YOUR TASK: Format every line of the rows below as a JSON list of strings, one string per line, with blank lines omitted. Exclude the pictures from the answer.

★ ★ ★ ★ ★ ★ ★

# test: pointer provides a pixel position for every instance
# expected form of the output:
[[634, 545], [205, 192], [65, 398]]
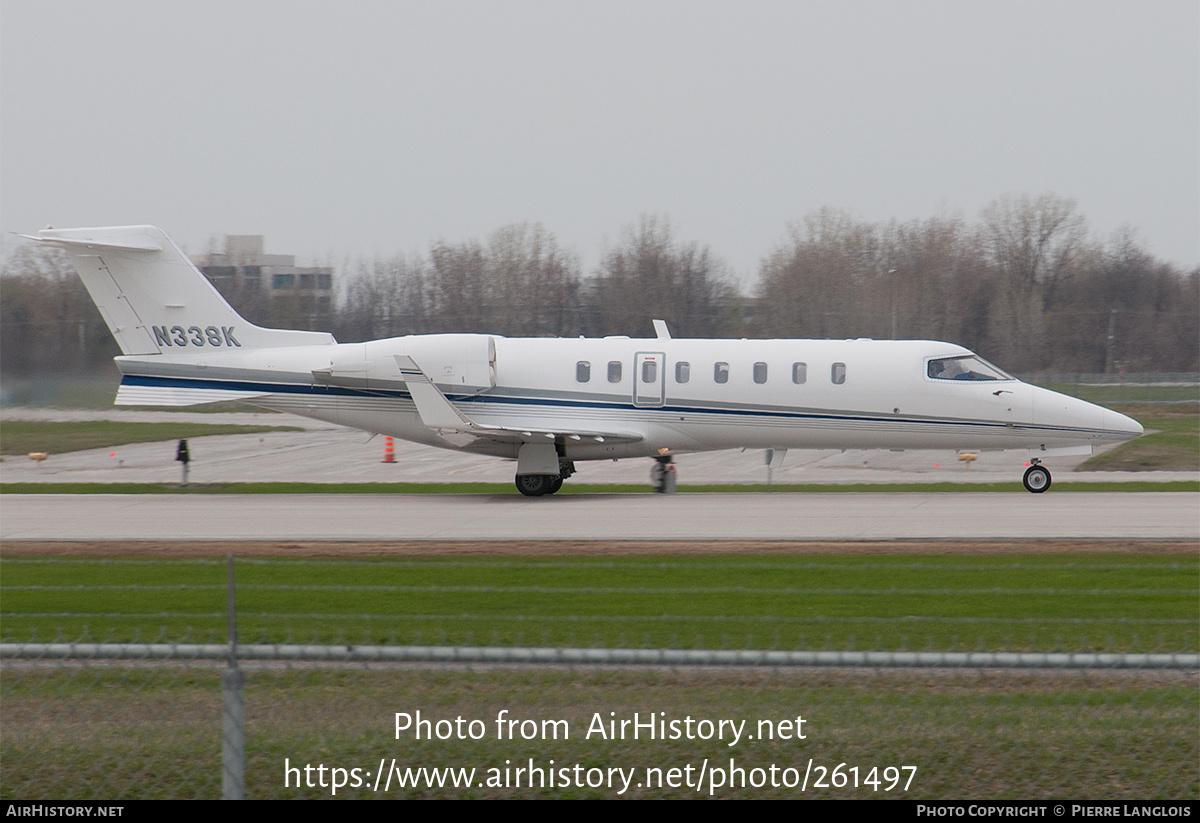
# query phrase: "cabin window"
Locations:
[[969, 367]]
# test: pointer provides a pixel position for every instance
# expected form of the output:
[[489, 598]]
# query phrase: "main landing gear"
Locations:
[[1037, 476], [537, 485]]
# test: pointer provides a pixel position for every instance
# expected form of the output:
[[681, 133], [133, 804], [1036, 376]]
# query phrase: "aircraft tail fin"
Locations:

★ ★ ★ ★ ★ ★ ★

SOLUTION TO THIS TASK:
[
  "# test: pointer provides a pixel position for every instance",
  "# expected form of the output:",
  "[[634, 545], [205, 192], [65, 398]]",
  "# query phrase: \"cabin window\"",
  "Locations:",
  "[[969, 367]]",
  "# test: pointer provides a pixel position for every instance",
  "# expected form of the output:",
  "[[489, 598]]",
  "# query phrase: \"main landing gear\"",
  "Locations:",
  "[[1037, 476], [537, 485]]",
  "# test: pointer provides a pixel position for every instance",
  "# expected form of the output:",
  "[[681, 133], [133, 804], [1036, 376]]",
  "# query phrase: \"aircraft tail fin\"",
  "Locations:"
]